Task goal:
How many lines of the data contain the string "brown"? Write the number and nothing more.

Available records:
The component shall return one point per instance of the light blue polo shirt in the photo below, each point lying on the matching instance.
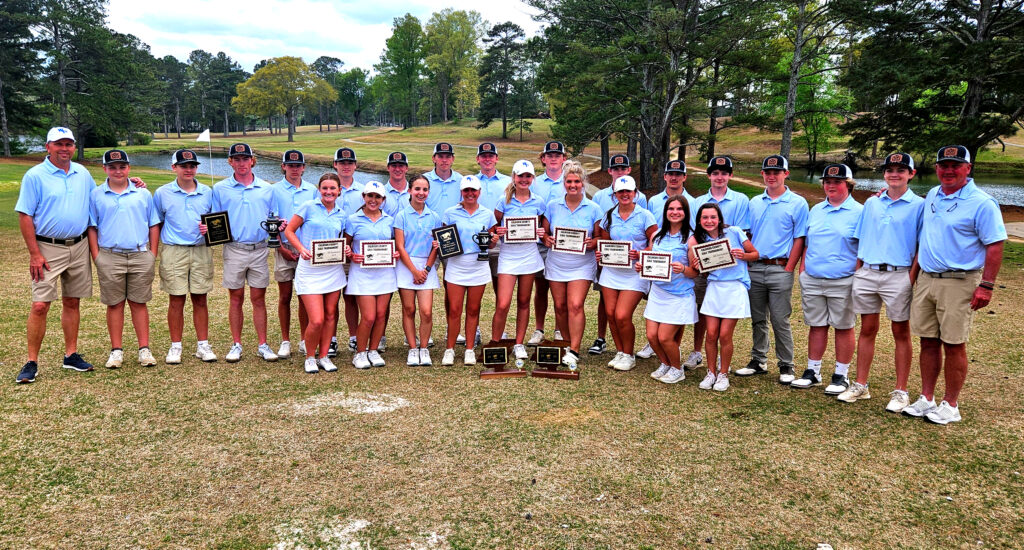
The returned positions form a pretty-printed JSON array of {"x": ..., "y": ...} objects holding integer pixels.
---
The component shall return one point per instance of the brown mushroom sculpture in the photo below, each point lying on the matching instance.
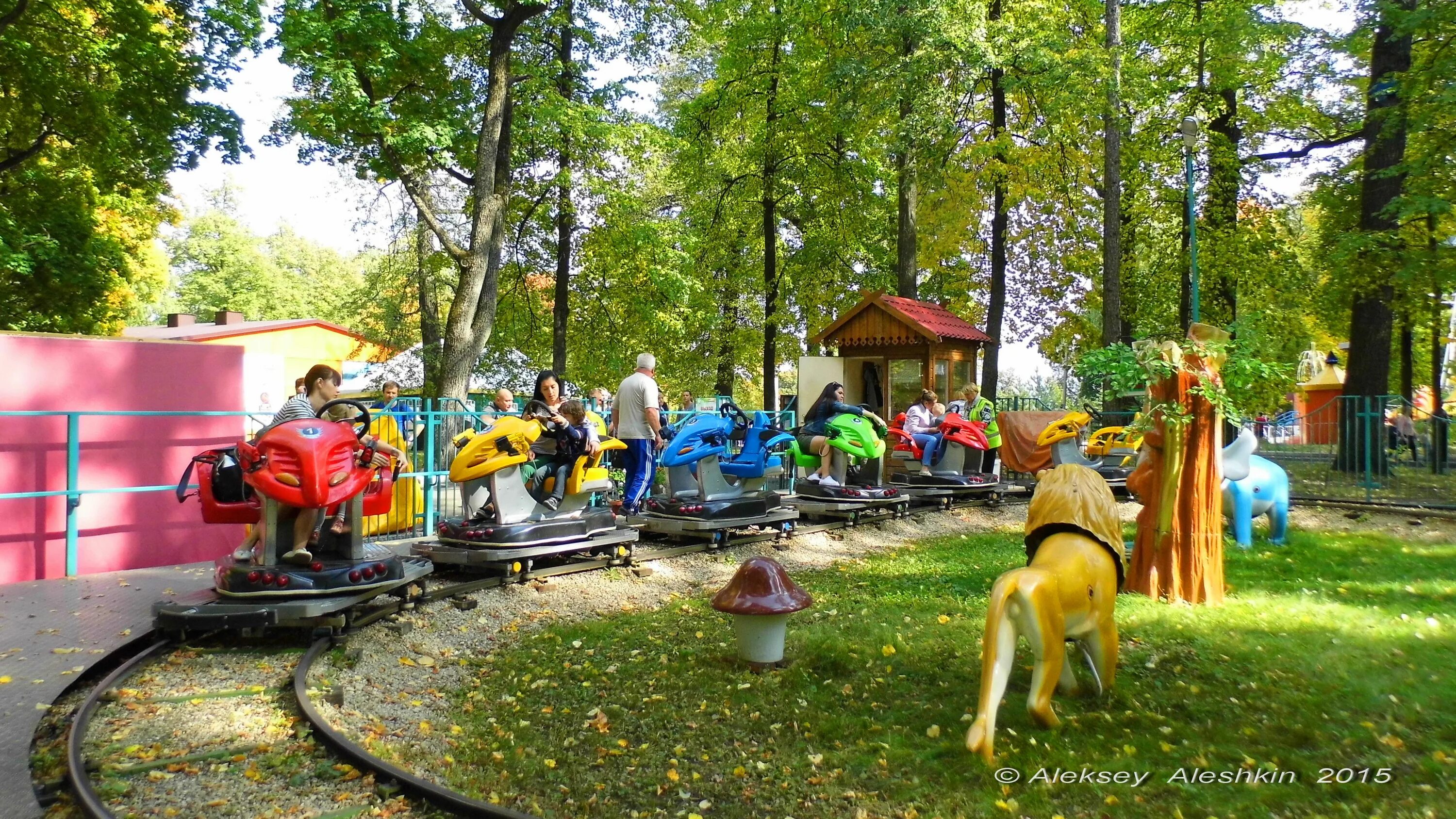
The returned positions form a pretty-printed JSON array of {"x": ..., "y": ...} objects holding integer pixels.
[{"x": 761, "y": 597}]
---
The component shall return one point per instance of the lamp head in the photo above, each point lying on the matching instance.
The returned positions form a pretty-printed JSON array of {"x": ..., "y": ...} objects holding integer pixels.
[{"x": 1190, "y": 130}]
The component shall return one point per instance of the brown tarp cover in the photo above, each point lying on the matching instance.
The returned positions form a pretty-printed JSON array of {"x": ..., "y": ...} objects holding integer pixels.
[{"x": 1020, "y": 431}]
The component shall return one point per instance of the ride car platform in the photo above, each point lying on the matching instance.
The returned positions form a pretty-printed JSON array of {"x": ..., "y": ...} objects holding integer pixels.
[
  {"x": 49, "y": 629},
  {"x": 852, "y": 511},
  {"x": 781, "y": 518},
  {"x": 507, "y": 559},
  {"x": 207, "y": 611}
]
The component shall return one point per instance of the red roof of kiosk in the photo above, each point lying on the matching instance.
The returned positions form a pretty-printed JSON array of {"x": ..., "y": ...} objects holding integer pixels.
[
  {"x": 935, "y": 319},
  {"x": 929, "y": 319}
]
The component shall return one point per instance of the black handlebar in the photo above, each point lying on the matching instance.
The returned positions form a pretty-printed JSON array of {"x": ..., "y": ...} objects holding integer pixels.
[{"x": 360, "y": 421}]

Solution to the problem:
2